**The request**. Write out, unchanged, the lines from the one holding "niche in the photo above." to the close of the listing. Both the first and last lines belong in it.

**Task data**.
----

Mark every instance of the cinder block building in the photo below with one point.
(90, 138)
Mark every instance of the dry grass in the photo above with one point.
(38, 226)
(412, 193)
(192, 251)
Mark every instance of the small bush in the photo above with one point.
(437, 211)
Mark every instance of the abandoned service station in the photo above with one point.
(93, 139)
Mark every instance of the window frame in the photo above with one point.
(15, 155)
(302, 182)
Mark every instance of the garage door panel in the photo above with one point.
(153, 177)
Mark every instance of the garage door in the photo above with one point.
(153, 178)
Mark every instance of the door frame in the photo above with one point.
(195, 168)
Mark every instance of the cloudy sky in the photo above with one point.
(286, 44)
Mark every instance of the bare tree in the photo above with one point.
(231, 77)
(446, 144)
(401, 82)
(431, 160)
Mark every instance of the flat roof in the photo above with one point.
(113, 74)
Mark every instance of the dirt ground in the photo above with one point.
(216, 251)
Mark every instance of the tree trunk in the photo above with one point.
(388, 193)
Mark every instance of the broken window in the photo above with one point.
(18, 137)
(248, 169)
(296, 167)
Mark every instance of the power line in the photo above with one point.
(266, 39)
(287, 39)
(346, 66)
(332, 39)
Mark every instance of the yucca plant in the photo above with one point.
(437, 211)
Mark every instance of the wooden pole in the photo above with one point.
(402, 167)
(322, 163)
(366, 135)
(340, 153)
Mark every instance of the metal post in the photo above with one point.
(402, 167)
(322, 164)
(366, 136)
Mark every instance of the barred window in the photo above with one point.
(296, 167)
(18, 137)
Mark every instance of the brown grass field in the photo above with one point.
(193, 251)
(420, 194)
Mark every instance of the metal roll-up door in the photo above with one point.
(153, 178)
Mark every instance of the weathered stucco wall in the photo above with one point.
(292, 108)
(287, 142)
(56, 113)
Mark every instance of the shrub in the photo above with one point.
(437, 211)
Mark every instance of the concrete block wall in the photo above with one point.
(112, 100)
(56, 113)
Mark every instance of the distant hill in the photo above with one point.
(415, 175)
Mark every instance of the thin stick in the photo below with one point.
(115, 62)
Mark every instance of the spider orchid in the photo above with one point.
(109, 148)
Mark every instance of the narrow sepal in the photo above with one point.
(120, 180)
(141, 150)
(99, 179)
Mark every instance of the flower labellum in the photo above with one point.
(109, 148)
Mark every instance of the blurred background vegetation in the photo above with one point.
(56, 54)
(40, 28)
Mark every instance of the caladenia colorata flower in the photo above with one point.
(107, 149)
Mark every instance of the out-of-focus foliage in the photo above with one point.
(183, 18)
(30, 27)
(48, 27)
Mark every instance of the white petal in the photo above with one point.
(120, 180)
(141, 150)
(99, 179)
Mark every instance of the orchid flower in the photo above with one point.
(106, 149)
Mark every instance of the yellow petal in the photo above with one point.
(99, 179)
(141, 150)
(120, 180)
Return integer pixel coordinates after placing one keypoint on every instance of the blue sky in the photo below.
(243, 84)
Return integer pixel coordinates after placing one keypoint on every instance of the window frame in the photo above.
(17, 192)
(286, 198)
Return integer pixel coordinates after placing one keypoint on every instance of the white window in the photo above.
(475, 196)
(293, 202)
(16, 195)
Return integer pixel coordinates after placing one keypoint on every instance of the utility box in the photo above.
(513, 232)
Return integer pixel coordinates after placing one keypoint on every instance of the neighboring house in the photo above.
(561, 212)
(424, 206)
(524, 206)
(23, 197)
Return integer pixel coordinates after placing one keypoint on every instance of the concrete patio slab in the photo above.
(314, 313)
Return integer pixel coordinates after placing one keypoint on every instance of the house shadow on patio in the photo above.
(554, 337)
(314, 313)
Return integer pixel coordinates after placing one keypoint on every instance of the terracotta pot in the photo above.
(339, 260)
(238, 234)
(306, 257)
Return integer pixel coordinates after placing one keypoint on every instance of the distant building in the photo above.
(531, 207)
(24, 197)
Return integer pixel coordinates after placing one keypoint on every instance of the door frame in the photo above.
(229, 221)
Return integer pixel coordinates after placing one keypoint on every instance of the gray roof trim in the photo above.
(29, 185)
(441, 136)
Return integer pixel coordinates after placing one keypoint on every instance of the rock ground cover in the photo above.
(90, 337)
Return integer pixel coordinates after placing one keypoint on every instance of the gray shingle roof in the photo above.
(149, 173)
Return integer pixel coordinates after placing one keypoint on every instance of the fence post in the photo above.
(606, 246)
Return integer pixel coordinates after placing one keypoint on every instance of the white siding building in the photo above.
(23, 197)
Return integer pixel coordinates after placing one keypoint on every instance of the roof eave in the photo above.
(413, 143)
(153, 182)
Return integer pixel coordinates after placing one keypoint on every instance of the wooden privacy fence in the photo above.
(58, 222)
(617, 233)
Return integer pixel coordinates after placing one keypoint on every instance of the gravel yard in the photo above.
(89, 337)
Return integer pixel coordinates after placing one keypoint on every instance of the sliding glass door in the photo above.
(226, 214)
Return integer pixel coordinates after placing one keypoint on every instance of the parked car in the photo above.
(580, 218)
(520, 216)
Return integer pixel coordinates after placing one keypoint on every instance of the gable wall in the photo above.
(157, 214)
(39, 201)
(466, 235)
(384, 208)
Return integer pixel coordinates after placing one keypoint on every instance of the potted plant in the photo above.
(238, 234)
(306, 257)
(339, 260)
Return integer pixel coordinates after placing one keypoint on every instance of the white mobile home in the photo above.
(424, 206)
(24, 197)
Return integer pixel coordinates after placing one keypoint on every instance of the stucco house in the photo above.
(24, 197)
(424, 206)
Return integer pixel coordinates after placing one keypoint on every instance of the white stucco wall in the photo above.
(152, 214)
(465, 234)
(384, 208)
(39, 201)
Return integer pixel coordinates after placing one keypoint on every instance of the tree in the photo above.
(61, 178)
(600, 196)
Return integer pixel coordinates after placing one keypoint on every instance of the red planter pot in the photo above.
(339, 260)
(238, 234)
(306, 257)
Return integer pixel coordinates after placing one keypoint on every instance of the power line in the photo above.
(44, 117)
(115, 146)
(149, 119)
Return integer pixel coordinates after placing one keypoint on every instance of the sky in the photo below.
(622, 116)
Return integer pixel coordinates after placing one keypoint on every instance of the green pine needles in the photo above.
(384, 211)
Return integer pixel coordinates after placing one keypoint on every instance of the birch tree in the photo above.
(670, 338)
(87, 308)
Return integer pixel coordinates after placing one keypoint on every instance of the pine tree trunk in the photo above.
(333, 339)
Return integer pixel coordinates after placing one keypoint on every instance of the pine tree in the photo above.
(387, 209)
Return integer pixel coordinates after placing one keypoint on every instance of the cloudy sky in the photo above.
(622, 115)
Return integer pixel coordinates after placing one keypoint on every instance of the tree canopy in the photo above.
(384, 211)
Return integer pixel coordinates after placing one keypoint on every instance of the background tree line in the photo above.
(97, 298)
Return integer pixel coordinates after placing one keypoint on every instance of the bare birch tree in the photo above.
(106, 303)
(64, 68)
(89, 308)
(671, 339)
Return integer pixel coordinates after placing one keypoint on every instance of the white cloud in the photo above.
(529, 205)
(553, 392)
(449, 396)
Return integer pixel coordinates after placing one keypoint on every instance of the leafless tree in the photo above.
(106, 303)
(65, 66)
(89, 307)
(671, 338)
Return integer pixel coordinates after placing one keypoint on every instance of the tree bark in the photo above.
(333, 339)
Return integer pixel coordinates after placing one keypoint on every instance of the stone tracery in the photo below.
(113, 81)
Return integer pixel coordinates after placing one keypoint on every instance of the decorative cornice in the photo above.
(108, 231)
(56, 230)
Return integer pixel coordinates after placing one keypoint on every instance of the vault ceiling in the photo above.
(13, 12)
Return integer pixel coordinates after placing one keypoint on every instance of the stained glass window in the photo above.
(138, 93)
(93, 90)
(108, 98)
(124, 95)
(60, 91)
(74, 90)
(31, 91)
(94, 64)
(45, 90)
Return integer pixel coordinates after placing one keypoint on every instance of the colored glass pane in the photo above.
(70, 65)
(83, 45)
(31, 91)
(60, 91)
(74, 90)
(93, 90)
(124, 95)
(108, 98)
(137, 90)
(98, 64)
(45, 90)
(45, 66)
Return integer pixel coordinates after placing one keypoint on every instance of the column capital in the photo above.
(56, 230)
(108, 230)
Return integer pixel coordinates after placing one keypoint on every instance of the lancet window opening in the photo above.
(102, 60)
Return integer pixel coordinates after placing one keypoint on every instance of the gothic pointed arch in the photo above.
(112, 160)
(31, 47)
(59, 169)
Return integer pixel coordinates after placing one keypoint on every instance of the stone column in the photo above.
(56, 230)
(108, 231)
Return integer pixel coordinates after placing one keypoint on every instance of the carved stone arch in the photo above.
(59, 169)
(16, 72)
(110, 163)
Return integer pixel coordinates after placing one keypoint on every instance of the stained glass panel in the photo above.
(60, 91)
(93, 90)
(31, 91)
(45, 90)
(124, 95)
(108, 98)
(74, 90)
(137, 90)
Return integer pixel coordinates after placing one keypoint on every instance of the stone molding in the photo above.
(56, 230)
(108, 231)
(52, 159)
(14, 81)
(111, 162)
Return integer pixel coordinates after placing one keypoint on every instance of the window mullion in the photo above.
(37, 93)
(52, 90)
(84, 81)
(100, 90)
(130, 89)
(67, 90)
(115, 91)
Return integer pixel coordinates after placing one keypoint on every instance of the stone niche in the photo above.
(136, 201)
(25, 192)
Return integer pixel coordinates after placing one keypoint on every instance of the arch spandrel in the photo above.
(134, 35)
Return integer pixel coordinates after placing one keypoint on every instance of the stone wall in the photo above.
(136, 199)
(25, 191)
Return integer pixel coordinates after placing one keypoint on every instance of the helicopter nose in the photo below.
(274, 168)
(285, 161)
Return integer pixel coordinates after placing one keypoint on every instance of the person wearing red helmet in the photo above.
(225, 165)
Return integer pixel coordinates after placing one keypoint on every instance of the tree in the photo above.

----

**Exercise response**.
Return integer pixel coordinates after placing one keypoint on every instance of the stone niche in the photo above.
(136, 201)
(25, 192)
Return integer pixel coordinates after placing one keypoint on every instance of the arch spandrel in the photo above.
(134, 35)
Return integer pixel coordinates after placing one keypoint on every instance of the stone wall in the photo above.
(136, 199)
(25, 191)
Return integer pixel coordinates after placing one keypoint on every instance of the helicopter nose in the photo below.
(274, 168)
(285, 161)
Return integer pixel coordinates after placing one keypoint on every instance of the person wearing red helmet in the photo above.
(225, 165)
Return integer pixel coordinates after placing one keypoint on every instance of the tree in the photo above.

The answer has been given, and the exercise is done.